(WHAT IS ASKED) Would you copy all of the material below word for word, leaving out the pictures?

(ENTRIES SHOWN)
## start
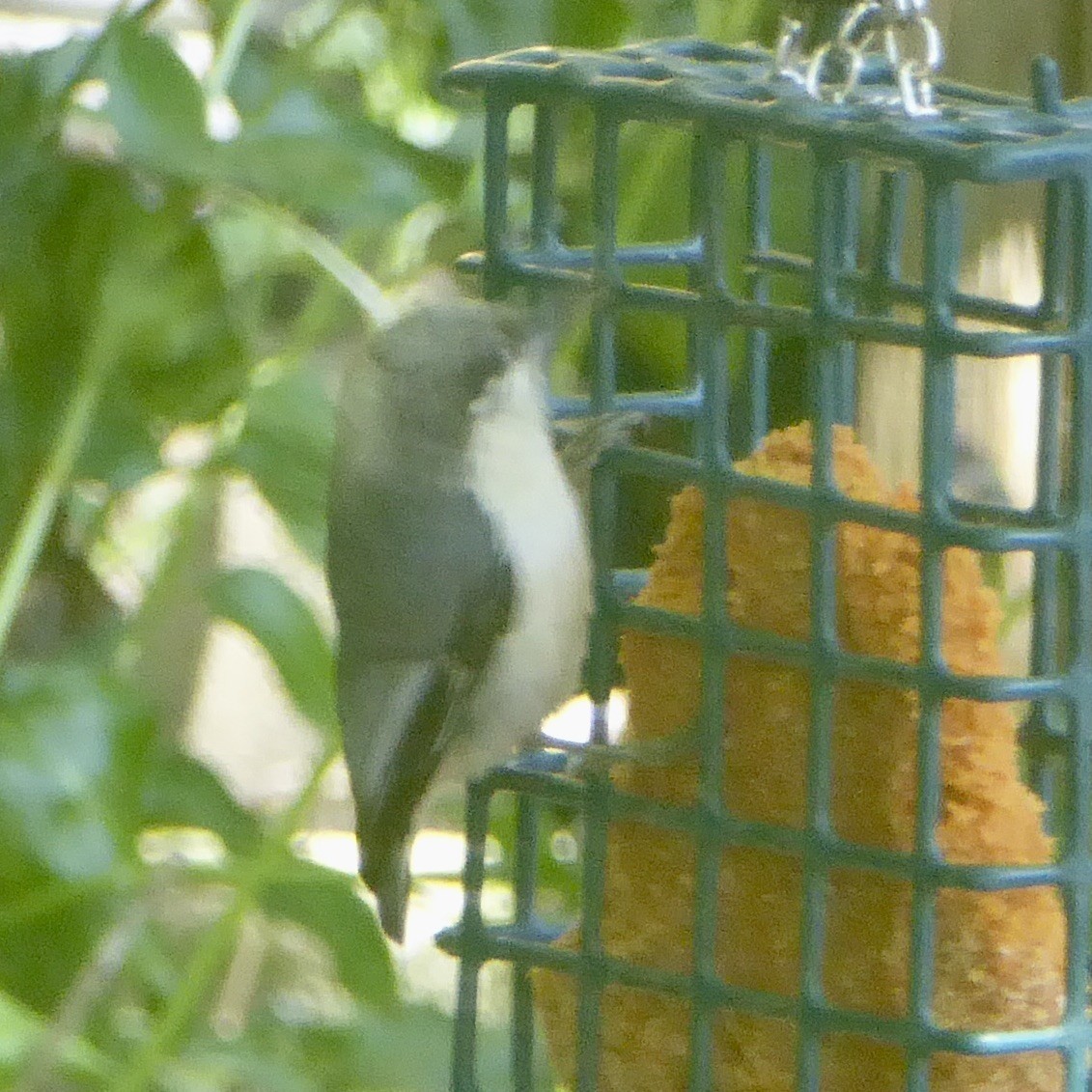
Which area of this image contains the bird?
[326,293,593,942]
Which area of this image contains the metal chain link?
[774,0,943,117]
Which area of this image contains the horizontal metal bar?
[448,42,1092,182]
[744,250,1053,330]
[434,926,1092,1057]
[467,751,1092,891]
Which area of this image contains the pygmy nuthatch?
## end
(WRITTEN RESPONSE)
Which area of this image contains the bird?
[326,293,593,942]
Which area of this image contains the metal chain link?
[774,0,943,117]
Which area of this image contains the horizontal metal bar?
[448,42,1092,182]
[744,250,1053,330]
[434,926,1092,1057]
[467,751,1092,891]
Which area of this image contains the pygmy nuthatch?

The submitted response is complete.